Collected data
Segment Open

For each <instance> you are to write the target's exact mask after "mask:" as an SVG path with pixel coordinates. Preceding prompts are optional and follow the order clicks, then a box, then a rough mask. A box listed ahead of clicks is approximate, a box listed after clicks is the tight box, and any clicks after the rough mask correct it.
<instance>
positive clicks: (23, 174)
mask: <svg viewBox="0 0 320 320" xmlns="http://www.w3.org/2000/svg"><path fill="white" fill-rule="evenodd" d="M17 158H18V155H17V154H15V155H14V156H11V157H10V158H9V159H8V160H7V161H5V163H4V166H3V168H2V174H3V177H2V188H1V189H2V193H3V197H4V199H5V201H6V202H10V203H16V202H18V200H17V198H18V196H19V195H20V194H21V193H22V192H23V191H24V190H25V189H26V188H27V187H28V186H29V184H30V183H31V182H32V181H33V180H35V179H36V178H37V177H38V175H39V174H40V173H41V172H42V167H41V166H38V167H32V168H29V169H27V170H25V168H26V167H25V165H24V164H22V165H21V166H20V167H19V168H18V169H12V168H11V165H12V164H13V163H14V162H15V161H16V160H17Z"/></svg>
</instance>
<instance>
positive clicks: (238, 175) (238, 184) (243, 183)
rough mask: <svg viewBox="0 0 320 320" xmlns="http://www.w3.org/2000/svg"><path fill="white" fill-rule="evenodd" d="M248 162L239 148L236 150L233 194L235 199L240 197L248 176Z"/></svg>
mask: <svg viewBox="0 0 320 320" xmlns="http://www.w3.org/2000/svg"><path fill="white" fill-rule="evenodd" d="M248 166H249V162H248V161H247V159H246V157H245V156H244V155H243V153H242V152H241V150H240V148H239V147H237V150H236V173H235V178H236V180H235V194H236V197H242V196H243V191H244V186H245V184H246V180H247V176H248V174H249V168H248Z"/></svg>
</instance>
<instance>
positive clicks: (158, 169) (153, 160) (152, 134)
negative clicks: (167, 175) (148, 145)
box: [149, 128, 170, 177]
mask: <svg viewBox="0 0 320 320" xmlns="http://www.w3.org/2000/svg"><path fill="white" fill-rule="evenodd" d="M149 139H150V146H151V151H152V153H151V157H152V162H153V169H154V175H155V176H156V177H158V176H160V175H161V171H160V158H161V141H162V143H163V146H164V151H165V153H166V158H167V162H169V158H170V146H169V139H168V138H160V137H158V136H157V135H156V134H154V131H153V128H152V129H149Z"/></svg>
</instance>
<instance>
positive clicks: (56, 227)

Segment Closed

Reproduce every row above word for word, changing nothing.

For each <instance> you are to write the target's exact mask after "mask:" as an SVG path with pixel coordinates. Preceding prompts are optional and follow the order clicks, then a box, then a rough mask. A box listed ahead of clicks is approximate, a box listed after clicks is the tight box, and any clicks after the rough mask correct it.
<instance>
positive clicks: (23, 174)
mask: <svg viewBox="0 0 320 320" xmlns="http://www.w3.org/2000/svg"><path fill="white" fill-rule="evenodd" d="M17 158H18V155H17V154H15V155H14V156H11V157H10V158H9V159H8V160H7V161H5V163H4V166H3V168H2V174H3V177H2V188H1V189H2V193H3V197H4V199H5V201H6V202H10V203H16V202H18V200H17V198H18V196H19V195H20V194H21V193H22V192H23V191H24V190H25V189H26V188H27V187H28V186H29V184H30V183H31V182H32V181H33V180H35V179H36V178H37V177H38V175H39V174H40V173H41V172H42V167H41V166H38V167H32V168H29V169H27V170H25V168H26V167H25V165H24V164H22V165H21V166H20V167H19V168H18V169H12V168H11V165H12V164H13V163H14V162H15V161H16V160H17Z"/></svg>
</instance>
<instance>
positive clicks: (238, 175) (238, 184) (243, 183)
rough mask: <svg viewBox="0 0 320 320" xmlns="http://www.w3.org/2000/svg"><path fill="white" fill-rule="evenodd" d="M248 162L239 148L236 150L233 194L235 199L240 197L248 176Z"/></svg>
mask: <svg viewBox="0 0 320 320" xmlns="http://www.w3.org/2000/svg"><path fill="white" fill-rule="evenodd" d="M248 166H249V162H248V161H247V159H246V157H245V156H244V155H243V153H242V152H241V150H240V148H239V147H237V150H236V173H235V178H236V180H235V194H236V197H242V196H243V191H244V186H245V184H246V180H247V176H248V174H249V168H248Z"/></svg>
</instance>
<instance>
positive clicks: (158, 169) (153, 160) (152, 134)
negative clicks: (167, 175) (148, 145)
box: [149, 128, 170, 177]
mask: <svg viewBox="0 0 320 320" xmlns="http://www.w3.org/2000/svg"><path fill="white" fill-rule="evenodd" d="M149 139H150V146H151V151H152V153H151V157H152V162H153V169H154V175H155V176H156V177H158V176H160V175H161V171H160V158H161V141H162V143H163V146H164V151H165V153H166V158H167V162H169V158H170V146H169V139H168V138H160V137H158V136H157V135H156V134H154V131H153V128H152V129H149Z"/></svg>
</instance>
<instance>
positive clicks: (56, 227)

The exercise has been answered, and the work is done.